_To do_: Report, in full, each line of the material below in which the string "Find" occurs.
----------------------------------------
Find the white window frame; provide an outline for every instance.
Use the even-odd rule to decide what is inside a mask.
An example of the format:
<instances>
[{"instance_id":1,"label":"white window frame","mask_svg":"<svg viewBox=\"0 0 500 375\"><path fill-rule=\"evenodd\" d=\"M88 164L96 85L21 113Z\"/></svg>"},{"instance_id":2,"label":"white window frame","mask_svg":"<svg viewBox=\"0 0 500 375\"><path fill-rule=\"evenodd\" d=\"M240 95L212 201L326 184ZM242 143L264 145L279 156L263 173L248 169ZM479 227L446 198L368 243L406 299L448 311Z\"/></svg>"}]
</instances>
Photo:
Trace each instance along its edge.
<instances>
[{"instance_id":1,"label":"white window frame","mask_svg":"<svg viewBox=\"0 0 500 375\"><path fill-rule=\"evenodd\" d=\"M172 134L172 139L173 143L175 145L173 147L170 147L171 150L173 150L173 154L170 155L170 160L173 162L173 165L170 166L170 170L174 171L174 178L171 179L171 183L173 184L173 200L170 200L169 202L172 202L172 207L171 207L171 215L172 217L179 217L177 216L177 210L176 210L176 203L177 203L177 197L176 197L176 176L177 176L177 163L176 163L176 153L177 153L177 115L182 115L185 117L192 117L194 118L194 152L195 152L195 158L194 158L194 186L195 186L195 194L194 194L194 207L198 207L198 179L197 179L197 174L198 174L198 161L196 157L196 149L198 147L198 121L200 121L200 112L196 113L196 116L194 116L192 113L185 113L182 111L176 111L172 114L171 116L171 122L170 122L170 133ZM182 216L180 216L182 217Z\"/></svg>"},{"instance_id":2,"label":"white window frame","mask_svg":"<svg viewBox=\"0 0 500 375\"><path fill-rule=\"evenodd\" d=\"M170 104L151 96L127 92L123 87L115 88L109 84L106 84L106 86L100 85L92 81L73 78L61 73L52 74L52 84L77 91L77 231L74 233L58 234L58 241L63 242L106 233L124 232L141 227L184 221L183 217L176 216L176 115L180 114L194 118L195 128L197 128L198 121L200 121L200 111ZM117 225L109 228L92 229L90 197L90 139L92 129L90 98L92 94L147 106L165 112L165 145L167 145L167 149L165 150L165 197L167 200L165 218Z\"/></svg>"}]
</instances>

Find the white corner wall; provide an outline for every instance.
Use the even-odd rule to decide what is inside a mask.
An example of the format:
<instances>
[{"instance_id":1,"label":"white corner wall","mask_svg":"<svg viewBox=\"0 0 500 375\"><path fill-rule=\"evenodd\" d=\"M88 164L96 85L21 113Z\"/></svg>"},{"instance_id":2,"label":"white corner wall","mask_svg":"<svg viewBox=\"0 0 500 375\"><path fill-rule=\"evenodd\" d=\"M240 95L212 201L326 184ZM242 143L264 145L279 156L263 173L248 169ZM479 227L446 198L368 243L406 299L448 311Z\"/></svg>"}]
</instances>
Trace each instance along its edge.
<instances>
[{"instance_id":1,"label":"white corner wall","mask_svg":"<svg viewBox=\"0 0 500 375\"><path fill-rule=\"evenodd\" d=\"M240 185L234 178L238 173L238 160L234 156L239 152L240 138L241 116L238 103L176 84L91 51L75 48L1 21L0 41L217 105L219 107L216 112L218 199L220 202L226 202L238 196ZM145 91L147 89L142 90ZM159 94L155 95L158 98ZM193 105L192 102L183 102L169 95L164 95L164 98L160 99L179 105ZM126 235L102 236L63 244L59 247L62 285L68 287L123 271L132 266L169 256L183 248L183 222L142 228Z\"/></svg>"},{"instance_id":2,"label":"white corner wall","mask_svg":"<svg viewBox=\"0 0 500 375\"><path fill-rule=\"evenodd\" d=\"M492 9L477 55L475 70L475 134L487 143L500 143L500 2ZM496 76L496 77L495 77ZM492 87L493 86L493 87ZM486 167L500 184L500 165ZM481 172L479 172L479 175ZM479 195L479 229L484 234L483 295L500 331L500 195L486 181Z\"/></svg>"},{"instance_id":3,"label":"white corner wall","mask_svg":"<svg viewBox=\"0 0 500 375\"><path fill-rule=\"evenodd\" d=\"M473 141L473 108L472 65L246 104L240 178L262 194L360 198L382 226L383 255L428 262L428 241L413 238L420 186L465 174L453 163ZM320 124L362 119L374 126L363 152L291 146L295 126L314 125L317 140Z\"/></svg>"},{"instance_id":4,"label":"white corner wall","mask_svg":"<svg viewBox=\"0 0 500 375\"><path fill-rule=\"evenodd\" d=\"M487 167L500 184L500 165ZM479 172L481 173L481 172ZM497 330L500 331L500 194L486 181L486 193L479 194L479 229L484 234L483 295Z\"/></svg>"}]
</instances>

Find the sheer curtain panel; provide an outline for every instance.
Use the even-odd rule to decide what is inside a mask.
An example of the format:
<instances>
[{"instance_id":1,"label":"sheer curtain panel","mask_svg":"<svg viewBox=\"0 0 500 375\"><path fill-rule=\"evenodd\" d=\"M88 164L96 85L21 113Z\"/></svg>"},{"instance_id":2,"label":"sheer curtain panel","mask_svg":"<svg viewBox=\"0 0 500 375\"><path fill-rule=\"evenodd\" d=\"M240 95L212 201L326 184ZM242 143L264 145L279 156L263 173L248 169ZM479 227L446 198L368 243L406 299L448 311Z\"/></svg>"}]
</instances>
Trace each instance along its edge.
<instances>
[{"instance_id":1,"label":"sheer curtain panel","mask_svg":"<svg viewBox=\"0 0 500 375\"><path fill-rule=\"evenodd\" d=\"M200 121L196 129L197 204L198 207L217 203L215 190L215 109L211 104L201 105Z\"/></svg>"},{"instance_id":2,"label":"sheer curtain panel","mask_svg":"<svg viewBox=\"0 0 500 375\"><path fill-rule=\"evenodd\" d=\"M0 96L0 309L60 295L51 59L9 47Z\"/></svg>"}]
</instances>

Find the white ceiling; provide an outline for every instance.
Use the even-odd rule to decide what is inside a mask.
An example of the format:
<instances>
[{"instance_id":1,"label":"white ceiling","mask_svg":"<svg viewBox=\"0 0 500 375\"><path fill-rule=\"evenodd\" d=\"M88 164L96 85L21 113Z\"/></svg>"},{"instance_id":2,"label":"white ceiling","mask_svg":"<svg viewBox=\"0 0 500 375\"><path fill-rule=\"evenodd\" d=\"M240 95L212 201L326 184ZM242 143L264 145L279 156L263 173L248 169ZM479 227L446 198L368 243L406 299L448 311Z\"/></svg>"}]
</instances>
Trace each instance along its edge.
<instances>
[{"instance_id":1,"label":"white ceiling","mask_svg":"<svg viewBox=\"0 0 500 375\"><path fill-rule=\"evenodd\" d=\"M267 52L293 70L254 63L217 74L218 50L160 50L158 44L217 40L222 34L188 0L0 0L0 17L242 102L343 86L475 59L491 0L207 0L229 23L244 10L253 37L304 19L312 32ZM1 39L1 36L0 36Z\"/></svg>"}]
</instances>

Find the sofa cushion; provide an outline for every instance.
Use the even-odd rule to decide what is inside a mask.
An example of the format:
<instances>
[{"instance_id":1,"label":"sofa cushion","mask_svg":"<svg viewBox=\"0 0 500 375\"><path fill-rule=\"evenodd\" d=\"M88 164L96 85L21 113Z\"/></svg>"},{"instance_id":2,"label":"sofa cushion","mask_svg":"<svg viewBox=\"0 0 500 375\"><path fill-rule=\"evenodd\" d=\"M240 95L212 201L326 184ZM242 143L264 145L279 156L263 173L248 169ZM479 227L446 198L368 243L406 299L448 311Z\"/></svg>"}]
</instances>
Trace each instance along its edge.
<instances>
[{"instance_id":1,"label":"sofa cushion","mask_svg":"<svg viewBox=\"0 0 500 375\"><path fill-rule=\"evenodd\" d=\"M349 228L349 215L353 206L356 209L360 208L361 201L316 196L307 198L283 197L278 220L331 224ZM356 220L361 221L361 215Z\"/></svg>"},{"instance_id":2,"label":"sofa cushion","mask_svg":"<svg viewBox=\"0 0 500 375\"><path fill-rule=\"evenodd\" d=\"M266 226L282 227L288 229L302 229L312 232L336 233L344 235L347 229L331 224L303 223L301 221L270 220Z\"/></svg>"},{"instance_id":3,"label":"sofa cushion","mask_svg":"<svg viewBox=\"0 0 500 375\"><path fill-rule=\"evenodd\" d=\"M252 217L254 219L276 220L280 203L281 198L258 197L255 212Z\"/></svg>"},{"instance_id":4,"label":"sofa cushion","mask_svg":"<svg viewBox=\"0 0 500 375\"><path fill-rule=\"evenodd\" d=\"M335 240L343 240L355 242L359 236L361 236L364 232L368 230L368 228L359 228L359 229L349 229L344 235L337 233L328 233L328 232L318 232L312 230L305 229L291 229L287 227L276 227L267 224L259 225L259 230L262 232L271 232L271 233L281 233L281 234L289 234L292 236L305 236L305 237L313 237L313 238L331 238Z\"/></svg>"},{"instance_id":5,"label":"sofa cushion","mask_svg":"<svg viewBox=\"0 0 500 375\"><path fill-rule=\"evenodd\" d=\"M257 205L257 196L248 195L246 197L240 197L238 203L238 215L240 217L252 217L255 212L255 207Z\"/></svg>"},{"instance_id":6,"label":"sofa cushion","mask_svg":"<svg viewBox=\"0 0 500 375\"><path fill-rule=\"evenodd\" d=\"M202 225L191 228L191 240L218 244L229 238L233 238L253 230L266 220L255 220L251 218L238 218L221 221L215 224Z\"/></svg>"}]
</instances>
----------------------------------------
_Response_:
Find the white window frame; provide an outline for every instance.
Find the white corner wall; provide an outline for every instance.
Find the sheer curtain panel; provide an outline for every instance.
Find the white ceiling; provide an outline for every instance.
Find the sofa cushion; provide an outline for every instance.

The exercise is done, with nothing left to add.